• **Supplied passage**:
------------------------------
THE dying father of a Sikh waiter killed more than 16 years ago in Overtown is hoping to live long enough to see a man suspected of the alleged murder go on trial for it again under Scotland's new double jeopardy laws.

Darshan Singh Chhokar, 75, is suffering from terminal bowel cancer that has now spread to other parts of his body.

He has had three major ­operations and chemotherapy, but doctors have told him the treatment has not worked and he is currently ­receiving palliative care.

Ronnie Coulter was one of three suspects cleared of murdering Surjit Singh Chhokar from Lanarkshire in 1998 but now, after a landmark ruling, three senior judges have decided that the acquittal should be set aside.

They said Coulter, 46, could be reprosecuted under new double jeopardy legislation.

On Friday, a panel of judges headed by the Lord Justice Clerk, Lord Carloway, Scotland's second most senior judge, ruled at the High Court in Edinburgh, that two other men, Andrew Coulter, 33, and David Montgomery, 37, cannot face trial for a second time.

Ronnie Coulter was the first suspect to be tried and acquitted in March 1999.

Last night, a friend of the Chhokars told the Sunday Herald of how Surjit's death had left a cruel legacy on the family.

"The last 16 years have taken their physical toll on Mr Chhokar.

"He has had three operations and chemotherapy, but treatment has now stopped and he is on medicine. He is being looked after and made as comfortable as possible.

"Very sadly, Mr Chhokar is terminally ill but he is determined to live long enough to see a new trial."

Chhokar was too unwell to attend Friday's advisory hearing. His wife, Gurdev Kaur Chhokar, was also unable to attend as she was looking after her sick husband.
------------------------------
• **Information supplied**:
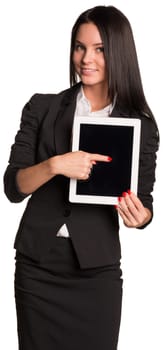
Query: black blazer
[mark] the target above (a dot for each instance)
(45, 131)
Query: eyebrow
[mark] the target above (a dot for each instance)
(96, 44)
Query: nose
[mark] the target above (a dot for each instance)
(87, 56)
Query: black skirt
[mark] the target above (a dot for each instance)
(61, 307)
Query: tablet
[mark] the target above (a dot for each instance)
(118, 138)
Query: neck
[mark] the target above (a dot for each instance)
(97, 96)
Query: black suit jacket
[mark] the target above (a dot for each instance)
(45, 131)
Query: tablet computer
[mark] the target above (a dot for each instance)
(118, 138)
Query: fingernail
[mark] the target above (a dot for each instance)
(124, 194)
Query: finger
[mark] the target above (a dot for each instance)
(100, 158)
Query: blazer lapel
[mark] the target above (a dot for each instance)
(64, 121)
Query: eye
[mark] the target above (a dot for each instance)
(78, 47)
(100, 49)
------------------------------
• **Required action**:
Copy out the article on the Chhokar murder case word for word, in full. The items have no connection to the article.

• **Task result**:
THE dying father of a Sikh waiter killed more than 16 years ago in Overtown is hoping to live long enough to see a man suspected of the alleged murder go on trial for it again under Scotland's new double jeopardy laws.

Darshan Singh Chhokar, 75, is suffering from terminal bowel cancer that has now spread to other parts of his body.

He has had three major ­operations and chemotherapy, but doctors have told him the treatment has not worked and he is currently ­receiving palliative care.

Ronnie Coulter was one of three suspects cleared of murdering Surjit Singh Chhokar from Lanarkshire in 1998 but now, after a landmark ruling, three senior judges have decided that the acquittal should be set aside.

They said Coulter, 46, could be reprosecuted under new double jeopardy legislation.

On Friday, a panel of judges headed by the Lord Justice Clerk, Lord Carloway, Scotland's second most senior judge, ruled at the High Court in Edinburgh, that two other men, Andrew Coulter, 33, and David Montgomery, 37, cannot face trial for a second time.

Ronnie Coulter was the first suspect to be tried and acquitted in March 1999.

Last night, a friend of the Chhokars told the Sunday Herald of how Surjit's death had left a cruel legacy on the family.

"The last 16 years have taken their physical toll on Mr Chhokar.

"He has had three operations and chemotherapy, but treatment has now stopped and he is on medicine. He is being looked after and made as comfortable as possible.

"Very sadly, Mr Chhokar is terminally ill but he is determined to live long enough to see a new trial."

Chhokar was too unwell to attend Friday's advisory hearing. His wife, Gurdev Kaur Chhokar, was also unable to attend as she was looking after her sick husband.